#### [Objective]
From the court order below, quote word for word the portion starting with "IN THE UNITED" and going on through "limited partnership, Defendant.".

Beehive Telephone Co. et al v. Sprint Communications
ORDER denying 51 Motion to Amend/Correct Complaint; denying 54 Motion to Alter Judgment; denying 54 Motion to Amend/Correct Complaint. Signed by Judge Dee Benson on 1/20/2010. (rlr)
IN THE UNITED STATES DISTRICT COURT DISTRICT OF UTAH - CENTRAL DIVISION
BEEHIVE TELEPHONE CO., INC., a Utah corporation, and BEEHIVE TELEPHONE CO. OF NEVADA, INC., a Nevada corporation, Plaintiffs, v. SPRINT COMMUNICATIONS COMPANY, L.P., a Delaware limited partnership, Defendant.

#### [Items]
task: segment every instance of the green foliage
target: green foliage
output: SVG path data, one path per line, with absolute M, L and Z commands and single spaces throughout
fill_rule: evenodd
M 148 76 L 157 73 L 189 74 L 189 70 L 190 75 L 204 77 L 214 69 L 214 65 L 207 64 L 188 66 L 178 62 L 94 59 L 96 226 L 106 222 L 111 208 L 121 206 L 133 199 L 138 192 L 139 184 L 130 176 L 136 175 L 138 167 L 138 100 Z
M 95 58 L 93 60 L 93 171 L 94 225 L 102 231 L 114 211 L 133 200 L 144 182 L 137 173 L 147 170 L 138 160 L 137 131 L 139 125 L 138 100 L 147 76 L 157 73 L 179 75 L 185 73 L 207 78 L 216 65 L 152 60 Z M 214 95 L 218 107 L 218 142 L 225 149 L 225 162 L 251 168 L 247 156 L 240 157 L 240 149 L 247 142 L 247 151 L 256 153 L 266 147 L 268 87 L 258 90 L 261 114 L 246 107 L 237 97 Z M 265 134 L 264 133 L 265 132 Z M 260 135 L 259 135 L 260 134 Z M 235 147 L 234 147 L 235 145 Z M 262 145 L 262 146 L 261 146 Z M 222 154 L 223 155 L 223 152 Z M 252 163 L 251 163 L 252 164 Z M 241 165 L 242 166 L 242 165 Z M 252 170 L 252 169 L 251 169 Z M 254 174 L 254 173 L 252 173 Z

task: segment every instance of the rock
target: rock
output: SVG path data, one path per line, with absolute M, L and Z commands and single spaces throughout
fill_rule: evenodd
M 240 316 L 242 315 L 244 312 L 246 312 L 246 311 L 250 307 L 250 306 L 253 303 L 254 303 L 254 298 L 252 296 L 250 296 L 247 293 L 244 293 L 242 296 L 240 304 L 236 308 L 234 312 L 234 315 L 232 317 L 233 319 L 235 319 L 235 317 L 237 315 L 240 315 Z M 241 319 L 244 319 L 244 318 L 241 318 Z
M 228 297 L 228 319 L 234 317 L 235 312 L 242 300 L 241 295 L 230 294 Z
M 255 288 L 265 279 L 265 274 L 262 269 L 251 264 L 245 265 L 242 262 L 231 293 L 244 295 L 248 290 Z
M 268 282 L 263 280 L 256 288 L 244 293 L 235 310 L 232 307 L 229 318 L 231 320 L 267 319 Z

#### [Answer in full]
IN THE UNITED STATES DISTRICT COURT DISTRICT OF UTAH - CENTRAL DIVISION
BEEHIVE TELEPHONE CO., INC., a Utah corporation, and BEEHIVE TELEPHONE CO. OF NEVADA, INC., a Nevada corporation, Plaintiffs, v. SPRINT COMMUNICATIONS COMPANY, L.P., a Delaware limited partnership, Defendant.